* [Set of tasks]
1. In the article on teens, brains and behavior below, rewrite the paragraph beginning "The brain is going through significant change" as a short bulleted list that keeps its main facts.
2. Pick up the article on teens, brains and behavior after its last sentence and write the next paragraph.

[[ Text for analysis, beginning ]]

Teens, Brains and Behavior

by Debbie Landi LCSW
Site Director at Jordan Middle School

As parents of kids in middle and high school, we can often feel confused by their behavior and expression of emotions.  We may think they reached a certain point of maturity in their emotional and social life in elementary school and are then morphed into totally new creatures come middle school.  Rest assured, this is all natural.

The brain is going through significant change and development throughout our life.  Medical research proves that brains are not completely matured and grown until approximately the age of 24 or 25.  Tremendous changes are occurring in our children’s bodies and brains during the middle and high school years.

[[ Text for analysis, end ]]
[[ Data section, beginning ]]

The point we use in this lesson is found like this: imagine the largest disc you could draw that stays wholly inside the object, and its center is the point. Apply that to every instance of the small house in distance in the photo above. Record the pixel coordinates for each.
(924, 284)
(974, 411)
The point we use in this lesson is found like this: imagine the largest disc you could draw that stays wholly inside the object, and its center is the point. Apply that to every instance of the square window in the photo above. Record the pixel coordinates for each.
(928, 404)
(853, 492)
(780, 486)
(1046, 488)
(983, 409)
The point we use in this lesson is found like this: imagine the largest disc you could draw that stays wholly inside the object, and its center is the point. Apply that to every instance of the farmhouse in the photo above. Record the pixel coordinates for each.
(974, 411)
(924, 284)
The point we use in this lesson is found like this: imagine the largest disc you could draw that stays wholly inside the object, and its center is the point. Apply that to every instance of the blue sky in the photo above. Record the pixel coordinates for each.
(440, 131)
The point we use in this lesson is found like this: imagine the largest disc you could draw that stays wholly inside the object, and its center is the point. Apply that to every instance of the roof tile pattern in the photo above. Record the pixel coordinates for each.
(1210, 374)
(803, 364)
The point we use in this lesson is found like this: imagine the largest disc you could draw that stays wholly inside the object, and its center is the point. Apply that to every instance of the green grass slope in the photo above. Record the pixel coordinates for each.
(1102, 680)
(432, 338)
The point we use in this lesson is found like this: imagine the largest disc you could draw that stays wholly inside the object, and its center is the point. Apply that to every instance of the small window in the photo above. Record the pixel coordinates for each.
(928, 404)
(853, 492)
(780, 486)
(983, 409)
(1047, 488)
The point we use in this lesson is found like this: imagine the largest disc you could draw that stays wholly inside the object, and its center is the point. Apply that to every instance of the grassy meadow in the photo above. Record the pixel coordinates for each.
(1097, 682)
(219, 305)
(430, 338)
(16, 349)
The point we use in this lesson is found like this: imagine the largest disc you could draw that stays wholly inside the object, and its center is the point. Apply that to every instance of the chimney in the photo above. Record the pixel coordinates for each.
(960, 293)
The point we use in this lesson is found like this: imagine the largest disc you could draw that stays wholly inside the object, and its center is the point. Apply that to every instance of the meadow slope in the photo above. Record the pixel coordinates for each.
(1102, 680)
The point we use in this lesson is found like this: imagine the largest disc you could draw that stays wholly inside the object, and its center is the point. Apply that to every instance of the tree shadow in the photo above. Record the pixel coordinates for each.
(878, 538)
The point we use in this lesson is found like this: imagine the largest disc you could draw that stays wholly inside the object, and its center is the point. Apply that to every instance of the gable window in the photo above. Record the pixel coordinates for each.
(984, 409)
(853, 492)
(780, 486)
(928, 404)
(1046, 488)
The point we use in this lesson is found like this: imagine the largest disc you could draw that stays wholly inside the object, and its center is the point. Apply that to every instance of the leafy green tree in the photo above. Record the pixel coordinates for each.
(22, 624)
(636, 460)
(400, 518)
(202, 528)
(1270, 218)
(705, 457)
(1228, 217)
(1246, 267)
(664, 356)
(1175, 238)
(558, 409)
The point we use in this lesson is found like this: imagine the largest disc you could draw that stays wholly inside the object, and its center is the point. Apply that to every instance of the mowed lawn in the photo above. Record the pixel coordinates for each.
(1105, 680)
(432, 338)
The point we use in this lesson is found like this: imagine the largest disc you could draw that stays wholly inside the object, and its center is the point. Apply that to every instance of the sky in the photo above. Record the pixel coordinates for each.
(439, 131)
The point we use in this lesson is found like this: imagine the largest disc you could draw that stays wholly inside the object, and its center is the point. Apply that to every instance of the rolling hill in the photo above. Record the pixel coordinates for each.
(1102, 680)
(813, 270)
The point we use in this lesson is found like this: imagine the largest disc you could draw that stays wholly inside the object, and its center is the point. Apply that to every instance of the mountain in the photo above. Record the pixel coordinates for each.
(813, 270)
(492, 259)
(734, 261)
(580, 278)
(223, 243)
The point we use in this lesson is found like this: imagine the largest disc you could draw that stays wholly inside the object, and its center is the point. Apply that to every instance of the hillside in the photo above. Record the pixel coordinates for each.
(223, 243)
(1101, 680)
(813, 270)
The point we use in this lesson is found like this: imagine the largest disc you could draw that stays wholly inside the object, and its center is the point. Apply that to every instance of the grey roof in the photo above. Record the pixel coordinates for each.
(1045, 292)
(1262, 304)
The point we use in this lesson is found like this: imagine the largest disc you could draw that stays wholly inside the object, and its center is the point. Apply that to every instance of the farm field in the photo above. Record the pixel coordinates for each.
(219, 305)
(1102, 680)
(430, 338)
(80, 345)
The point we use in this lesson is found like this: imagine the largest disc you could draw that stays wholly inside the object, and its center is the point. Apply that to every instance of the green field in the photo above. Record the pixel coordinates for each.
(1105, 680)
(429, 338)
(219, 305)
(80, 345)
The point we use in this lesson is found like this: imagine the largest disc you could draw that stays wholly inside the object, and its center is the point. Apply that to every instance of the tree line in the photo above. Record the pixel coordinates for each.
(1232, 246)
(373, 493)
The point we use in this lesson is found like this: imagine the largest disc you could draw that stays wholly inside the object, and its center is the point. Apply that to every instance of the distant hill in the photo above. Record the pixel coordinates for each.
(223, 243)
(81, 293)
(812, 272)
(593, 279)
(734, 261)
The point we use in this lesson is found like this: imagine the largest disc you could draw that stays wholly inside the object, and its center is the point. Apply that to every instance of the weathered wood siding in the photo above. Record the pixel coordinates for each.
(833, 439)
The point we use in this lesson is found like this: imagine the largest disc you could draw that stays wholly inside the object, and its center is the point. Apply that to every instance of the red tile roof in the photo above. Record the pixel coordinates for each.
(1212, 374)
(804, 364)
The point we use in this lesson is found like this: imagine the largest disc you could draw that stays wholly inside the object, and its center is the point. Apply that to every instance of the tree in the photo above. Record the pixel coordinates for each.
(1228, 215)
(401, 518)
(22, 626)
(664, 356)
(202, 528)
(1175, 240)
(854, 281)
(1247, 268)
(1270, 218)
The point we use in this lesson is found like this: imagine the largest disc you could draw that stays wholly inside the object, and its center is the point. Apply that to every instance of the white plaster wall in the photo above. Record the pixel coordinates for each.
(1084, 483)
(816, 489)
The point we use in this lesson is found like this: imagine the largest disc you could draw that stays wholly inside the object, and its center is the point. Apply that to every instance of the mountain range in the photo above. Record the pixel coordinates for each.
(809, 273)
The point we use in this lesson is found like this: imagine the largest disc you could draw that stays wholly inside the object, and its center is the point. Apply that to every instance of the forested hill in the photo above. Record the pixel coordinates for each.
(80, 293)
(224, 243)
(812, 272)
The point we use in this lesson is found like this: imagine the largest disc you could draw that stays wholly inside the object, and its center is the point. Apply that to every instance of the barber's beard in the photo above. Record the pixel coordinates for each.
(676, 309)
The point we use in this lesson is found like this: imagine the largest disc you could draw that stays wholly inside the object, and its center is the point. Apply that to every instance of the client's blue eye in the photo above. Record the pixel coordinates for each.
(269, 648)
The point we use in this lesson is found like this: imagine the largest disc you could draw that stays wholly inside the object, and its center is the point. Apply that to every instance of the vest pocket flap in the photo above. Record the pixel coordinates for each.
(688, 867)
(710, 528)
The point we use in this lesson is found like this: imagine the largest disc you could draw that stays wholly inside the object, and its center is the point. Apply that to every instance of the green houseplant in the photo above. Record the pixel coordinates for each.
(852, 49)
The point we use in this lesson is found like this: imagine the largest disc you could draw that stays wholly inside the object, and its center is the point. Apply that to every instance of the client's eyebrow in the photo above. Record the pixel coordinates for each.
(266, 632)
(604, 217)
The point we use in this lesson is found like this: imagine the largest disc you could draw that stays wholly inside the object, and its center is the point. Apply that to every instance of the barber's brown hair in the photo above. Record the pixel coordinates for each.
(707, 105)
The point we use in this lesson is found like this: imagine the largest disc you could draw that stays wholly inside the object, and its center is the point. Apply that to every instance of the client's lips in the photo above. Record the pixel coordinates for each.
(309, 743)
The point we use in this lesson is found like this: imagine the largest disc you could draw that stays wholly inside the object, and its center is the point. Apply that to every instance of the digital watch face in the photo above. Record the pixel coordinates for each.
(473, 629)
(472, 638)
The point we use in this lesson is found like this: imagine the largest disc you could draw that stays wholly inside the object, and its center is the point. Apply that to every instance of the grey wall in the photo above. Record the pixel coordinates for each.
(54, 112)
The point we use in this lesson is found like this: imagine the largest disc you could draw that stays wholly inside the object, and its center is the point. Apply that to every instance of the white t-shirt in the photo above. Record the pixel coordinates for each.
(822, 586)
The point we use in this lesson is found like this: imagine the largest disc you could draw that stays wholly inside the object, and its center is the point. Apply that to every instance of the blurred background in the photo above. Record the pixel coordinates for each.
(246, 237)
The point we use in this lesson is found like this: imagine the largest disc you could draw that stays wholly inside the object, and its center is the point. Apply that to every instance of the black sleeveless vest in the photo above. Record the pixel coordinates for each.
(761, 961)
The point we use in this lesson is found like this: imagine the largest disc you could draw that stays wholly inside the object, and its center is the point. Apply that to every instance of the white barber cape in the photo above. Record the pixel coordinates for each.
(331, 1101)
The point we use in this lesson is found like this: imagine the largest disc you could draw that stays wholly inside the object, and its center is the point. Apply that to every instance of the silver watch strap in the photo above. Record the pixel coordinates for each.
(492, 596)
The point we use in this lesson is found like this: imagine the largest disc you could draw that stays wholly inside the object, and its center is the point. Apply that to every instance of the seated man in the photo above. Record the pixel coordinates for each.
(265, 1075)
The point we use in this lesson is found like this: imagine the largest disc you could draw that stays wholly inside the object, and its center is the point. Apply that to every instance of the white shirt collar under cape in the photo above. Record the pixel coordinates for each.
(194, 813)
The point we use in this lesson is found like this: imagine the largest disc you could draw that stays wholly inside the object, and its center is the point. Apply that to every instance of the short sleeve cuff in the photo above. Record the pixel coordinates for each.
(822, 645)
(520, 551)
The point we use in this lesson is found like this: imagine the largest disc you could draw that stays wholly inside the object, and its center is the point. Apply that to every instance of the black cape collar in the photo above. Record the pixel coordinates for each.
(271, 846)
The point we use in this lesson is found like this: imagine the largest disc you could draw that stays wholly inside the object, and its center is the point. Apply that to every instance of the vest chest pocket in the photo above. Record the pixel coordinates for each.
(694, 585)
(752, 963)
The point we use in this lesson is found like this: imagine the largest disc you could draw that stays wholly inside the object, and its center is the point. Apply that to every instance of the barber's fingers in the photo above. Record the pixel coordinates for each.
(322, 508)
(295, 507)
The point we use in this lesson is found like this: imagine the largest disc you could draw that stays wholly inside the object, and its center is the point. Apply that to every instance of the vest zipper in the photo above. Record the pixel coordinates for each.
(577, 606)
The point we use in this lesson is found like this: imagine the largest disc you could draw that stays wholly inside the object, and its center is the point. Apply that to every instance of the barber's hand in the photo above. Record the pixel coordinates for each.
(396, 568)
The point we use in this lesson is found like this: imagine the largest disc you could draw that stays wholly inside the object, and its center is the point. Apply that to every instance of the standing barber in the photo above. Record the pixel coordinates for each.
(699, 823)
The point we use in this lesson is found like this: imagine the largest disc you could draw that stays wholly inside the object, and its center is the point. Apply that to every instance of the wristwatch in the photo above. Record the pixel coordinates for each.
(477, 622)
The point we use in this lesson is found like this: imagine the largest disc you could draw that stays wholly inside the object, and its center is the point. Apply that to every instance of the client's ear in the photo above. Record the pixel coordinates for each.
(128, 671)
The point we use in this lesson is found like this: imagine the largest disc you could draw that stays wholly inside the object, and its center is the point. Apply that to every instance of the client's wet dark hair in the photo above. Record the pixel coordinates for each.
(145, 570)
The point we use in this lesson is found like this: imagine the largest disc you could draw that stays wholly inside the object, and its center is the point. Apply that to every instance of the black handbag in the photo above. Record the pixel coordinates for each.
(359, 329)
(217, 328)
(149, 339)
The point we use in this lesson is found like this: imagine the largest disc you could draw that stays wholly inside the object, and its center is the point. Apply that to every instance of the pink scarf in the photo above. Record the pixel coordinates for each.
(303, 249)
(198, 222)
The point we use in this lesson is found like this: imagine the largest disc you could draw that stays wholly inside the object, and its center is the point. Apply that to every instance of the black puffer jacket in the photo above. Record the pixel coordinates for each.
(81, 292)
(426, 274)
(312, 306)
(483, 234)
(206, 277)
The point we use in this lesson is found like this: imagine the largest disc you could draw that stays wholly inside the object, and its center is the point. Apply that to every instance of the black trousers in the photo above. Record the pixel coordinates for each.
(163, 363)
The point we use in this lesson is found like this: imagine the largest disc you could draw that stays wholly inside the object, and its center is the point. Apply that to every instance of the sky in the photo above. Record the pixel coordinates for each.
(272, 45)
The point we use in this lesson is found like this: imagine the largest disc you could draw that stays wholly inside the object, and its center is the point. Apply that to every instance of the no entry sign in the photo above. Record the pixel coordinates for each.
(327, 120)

[[ Data section, end ]]

* [Solved problems]
1.
- The brain changes and develops throughout life.
- Medical research shows the brain is not fully matured and grown until about age 24 or 25.
- Children's bodies and brains change tremendously during the middle and high school years.

2.
At the beginning of middle school, children’s brains are generally at the stage of thinking concretely.  They engage in concrete problem solving and are generally logical and rational.  As children move through middle school, however, the brain starts to develop and children enter into more formal operations.  Most middle school and high school students are at this stage of development.  They begin to be able to think abstractly and hypothetically.  They begin to be able to think about their own thoughts – to have introspection and self-analysis.  They develop more insight and perspective.  What this equates to is the behavior we typically see in adolescents:  questioning of norms and authority; conflict with parents; testing of consequences.  The task of this age is to differentiate.  To find oneself as an individual.  To question family and community norms to determine what makes sense to him/her.  To determine what qualities and characteristics they will take on.  To become an independent adult.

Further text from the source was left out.